> _ACTIONS À RÉALISER_:
1. Imprimez sans aucune modification le texte sur la politique culturelle, depuis « Définition de la » jusqu'à « optique de durabilité. » inclus.
2. Poursuivez le texte sur la politique culturelle en France à la suite de sa dernière phrase.

Définition de la politique culturelle en France

Chapitre II :

Politiques culturelles et événementielles : définition, contexte et enjeux

L’objet de ce mémoire de recherche est avant tout d’explorer les possibilités d’un mode de gouvernance des projets culturels notamment dans une optique de durabilité.

Le premier chapitre s’est donc proposé d’établir les liens entre les deux thématiques majeures qui conditionnent la réflexion et qui sont porteuses tout à la fois des notions de culture, politique culturelle ainsi que de durabilité à travers la notion de développement durable.

Une fois ces préalables importants établis et la prise de conscience des liens à explorer entre la culture et le développement durable, par extrapolation entre la gouvernance de la culture et les politiques de durabilité, il convenait de pouvoir établir le cadre de réflexion plus empirique du champ d’analyse arrêté.

> _DONNÉES FOURNIES_:
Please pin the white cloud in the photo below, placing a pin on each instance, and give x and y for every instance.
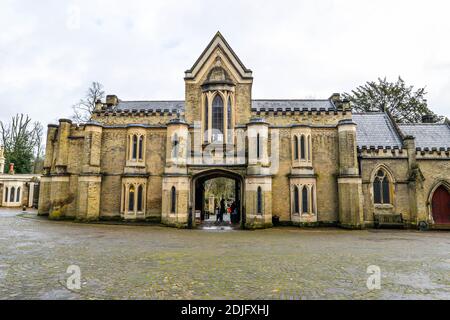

> _RÉSULTATS ATTENDUS_:
1.
Définition de la politique culturelle en France

Chapitre II :

Politiques culturelles et événementielles : définition, contexte et enjeux

L’objet de ce mémoire de recherche est avant tout d’explorer les possibilités d’un mode de gouvernance des projets culturels notamment dans une optique de durabilité.

2.
L’orientation générale de la recherche, à savoir l’établissement d’une gouvernance des projets culturels à travers un management précis dans une optique de durabilité est à garder à l’esprit. Néanmoins, ce second chapitre ne se propose pas d’enter immédiatement dans le détail du sujet.

En effet, comme il était nécessaire de légitimer les liens entre la culture et le développement durable, il convient tout à la fois de définir et d’étudier le cœur de sujet du domaine qui se veut être soumis à un nouveau mode de management.

En effet, comment pouvoir établir les bases d’un nouveau type de management des projets culturels vers plus de durabilité avant d’avoir non seulement établi les bases et la nature des politiques culturelles que nous proposons de gouverner sous un nouvel angle d’approche mais également d’en étudier ses différentes déclinaisons. La notion de politique culturelle, notamment en France, est assujettie à de nombreux enjeux politiques très importants.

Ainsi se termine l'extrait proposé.